━━ MATERIAL FOR THIS TASK ━━

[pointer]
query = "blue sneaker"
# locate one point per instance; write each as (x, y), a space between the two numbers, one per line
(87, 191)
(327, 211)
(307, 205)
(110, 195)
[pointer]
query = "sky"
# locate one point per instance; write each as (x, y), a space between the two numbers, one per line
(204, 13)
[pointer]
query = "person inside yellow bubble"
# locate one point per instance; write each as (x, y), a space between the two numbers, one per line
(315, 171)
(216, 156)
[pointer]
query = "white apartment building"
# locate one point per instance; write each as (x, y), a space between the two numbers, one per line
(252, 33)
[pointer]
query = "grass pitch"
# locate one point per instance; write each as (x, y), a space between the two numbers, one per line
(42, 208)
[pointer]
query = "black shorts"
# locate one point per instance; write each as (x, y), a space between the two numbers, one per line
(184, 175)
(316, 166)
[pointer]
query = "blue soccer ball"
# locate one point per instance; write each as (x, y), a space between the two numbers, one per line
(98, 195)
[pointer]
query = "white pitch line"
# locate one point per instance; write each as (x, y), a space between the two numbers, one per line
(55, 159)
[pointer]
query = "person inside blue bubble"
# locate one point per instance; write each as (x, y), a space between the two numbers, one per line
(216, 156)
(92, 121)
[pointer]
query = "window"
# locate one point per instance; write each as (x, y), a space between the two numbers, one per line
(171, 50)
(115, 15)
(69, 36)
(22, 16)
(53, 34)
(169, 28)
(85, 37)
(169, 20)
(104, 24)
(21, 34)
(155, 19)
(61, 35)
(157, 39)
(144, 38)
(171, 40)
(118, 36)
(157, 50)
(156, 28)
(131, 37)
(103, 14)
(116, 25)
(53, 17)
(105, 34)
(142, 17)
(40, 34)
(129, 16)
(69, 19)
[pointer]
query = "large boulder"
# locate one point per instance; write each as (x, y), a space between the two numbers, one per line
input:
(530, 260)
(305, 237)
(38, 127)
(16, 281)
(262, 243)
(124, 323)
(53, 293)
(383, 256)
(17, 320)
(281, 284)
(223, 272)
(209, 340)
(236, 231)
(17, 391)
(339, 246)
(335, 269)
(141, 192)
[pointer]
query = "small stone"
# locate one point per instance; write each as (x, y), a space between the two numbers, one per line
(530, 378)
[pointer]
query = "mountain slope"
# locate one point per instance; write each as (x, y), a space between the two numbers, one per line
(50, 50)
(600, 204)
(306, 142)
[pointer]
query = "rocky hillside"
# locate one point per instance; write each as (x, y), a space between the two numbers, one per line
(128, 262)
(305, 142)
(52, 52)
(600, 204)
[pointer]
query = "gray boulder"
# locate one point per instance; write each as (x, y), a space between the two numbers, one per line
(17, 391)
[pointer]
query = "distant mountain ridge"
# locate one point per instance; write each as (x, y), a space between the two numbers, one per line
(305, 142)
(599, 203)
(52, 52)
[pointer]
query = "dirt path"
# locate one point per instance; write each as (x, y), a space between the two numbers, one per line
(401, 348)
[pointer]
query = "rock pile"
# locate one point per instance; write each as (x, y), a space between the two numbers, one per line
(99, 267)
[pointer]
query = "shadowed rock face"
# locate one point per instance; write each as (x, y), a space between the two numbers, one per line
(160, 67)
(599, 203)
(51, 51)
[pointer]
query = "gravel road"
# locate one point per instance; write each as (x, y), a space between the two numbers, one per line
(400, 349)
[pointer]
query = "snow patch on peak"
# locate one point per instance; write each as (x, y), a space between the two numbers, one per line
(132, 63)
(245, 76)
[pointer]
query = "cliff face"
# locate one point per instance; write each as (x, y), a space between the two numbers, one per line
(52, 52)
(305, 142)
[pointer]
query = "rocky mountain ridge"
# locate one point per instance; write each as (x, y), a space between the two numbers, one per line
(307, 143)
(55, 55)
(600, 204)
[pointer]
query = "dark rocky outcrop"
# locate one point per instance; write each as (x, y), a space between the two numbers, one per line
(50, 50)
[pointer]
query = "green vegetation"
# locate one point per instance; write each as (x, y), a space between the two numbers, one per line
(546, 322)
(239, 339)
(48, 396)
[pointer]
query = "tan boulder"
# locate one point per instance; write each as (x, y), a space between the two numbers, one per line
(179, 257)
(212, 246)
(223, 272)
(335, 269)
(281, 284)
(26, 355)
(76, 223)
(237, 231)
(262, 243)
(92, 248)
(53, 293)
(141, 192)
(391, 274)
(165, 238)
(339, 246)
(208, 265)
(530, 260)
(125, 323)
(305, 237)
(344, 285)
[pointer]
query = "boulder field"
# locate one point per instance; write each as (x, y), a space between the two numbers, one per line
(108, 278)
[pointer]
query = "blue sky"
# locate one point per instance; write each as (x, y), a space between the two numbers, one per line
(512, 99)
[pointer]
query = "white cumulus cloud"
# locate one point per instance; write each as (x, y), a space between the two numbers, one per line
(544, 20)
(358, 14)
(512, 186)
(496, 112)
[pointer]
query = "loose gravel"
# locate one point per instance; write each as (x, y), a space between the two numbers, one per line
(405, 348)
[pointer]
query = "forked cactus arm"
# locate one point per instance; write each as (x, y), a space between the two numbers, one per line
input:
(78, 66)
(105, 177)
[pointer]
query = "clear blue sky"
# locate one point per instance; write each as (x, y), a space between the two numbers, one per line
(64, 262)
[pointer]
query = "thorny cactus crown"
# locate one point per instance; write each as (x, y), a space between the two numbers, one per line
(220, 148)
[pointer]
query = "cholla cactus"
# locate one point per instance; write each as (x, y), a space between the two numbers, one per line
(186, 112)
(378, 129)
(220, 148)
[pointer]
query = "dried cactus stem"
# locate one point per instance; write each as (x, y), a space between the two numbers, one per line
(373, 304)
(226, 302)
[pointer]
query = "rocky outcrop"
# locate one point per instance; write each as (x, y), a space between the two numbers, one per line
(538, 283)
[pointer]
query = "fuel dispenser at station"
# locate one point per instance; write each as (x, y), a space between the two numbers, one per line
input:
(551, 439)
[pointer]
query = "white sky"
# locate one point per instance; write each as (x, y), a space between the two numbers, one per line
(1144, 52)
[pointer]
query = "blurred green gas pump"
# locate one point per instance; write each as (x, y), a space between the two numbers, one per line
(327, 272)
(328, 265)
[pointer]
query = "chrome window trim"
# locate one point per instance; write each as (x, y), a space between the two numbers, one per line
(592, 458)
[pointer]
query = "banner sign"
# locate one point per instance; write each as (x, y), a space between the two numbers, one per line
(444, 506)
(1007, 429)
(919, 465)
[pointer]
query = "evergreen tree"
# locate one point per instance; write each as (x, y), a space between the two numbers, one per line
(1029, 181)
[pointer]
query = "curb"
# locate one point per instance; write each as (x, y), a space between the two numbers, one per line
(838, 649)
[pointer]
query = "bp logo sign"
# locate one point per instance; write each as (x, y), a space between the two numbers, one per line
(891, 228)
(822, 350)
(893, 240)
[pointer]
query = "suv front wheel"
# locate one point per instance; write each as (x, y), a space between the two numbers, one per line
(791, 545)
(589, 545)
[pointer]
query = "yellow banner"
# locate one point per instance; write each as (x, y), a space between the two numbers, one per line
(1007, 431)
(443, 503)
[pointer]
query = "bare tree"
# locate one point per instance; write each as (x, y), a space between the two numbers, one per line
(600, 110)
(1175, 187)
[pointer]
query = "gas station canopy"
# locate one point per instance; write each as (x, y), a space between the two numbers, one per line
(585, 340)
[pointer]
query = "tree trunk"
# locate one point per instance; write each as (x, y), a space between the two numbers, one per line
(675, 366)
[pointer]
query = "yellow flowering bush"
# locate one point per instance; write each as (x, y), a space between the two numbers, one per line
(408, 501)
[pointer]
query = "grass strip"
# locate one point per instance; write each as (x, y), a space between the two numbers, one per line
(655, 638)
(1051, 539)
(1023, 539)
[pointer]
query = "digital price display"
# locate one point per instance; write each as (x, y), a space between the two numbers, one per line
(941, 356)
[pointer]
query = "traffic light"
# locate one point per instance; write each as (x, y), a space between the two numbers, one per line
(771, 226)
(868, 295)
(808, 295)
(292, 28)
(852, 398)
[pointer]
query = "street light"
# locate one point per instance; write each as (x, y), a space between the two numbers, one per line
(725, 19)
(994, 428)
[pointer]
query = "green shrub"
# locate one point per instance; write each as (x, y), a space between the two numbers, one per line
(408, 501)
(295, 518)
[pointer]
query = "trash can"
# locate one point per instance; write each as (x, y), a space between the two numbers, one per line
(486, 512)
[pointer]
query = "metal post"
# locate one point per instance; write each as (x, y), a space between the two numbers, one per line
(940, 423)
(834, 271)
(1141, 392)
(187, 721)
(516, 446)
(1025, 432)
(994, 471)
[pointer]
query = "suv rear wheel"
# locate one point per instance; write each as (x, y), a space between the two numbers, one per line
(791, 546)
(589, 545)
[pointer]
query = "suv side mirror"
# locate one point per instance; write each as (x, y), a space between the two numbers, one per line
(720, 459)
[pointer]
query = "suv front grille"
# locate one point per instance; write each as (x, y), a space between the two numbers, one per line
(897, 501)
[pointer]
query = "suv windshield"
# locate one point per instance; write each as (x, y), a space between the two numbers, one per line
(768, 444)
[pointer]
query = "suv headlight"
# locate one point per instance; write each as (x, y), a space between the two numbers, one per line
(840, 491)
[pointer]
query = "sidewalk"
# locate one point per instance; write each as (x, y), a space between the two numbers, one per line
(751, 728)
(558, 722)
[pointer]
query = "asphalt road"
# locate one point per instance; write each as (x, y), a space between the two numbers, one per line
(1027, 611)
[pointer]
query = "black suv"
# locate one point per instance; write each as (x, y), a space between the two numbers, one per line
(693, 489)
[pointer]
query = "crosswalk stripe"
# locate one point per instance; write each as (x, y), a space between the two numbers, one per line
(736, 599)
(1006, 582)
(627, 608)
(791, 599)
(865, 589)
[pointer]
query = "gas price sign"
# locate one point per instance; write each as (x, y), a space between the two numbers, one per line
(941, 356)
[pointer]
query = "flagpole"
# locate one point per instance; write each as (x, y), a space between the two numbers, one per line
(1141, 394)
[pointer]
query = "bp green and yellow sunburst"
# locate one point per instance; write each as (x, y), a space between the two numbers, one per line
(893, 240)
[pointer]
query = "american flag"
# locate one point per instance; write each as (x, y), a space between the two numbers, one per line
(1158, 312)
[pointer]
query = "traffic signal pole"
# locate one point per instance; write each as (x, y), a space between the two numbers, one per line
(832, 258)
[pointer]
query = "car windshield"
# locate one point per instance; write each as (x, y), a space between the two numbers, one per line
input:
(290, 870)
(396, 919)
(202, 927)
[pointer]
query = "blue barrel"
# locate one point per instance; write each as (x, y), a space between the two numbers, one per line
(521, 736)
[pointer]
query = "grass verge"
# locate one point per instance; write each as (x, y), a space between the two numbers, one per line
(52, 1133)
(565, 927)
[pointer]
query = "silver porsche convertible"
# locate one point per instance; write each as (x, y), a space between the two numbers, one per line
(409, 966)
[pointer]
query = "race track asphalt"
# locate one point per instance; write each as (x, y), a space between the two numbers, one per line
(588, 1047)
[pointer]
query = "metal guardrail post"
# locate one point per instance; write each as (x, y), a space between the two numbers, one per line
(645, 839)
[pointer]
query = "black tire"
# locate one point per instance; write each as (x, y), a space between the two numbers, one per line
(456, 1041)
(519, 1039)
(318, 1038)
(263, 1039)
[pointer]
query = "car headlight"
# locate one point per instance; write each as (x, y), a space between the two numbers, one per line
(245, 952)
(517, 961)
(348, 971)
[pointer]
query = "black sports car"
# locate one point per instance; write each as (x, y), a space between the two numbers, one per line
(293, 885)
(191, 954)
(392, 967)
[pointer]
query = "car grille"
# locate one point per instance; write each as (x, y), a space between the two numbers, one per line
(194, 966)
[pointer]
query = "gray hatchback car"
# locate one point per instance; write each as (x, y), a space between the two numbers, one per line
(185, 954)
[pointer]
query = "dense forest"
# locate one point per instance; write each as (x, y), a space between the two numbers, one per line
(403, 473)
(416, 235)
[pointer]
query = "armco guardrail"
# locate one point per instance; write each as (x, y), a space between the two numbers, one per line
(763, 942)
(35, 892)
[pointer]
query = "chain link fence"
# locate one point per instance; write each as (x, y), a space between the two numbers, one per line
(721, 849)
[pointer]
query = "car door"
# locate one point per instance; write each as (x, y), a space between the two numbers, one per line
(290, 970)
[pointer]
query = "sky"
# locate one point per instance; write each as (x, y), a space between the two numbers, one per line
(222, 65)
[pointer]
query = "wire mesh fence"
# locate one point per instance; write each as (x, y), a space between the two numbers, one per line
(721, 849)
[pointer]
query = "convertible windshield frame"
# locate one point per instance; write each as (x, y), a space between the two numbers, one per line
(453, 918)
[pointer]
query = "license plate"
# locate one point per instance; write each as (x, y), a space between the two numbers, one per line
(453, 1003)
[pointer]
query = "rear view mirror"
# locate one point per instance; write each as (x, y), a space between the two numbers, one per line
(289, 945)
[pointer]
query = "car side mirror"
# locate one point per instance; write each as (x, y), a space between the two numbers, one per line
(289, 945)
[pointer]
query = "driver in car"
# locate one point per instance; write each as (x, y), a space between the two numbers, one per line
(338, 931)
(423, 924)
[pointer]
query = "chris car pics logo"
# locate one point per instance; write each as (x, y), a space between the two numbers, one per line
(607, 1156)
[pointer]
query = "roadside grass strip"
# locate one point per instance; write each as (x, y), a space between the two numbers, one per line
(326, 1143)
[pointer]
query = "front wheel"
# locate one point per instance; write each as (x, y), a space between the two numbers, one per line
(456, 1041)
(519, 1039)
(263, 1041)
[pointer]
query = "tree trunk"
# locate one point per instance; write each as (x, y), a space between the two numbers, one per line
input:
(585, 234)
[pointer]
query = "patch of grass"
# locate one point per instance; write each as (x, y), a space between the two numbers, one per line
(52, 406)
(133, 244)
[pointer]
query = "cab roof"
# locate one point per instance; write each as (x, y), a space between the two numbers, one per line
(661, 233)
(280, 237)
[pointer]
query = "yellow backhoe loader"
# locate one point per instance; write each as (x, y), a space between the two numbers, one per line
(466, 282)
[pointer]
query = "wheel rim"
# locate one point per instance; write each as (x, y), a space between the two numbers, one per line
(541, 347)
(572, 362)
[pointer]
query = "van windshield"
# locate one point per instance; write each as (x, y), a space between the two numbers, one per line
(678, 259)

━━━

_EXERCISE OBJECTIVE_:
Extract every line of the records above that contains the string "wheel", matching case exactly.

_WORKED ANSWER_:
query = "suv front wheel"
query = "suv rear wheel"
query = "front wheel"
query = "wheel rim"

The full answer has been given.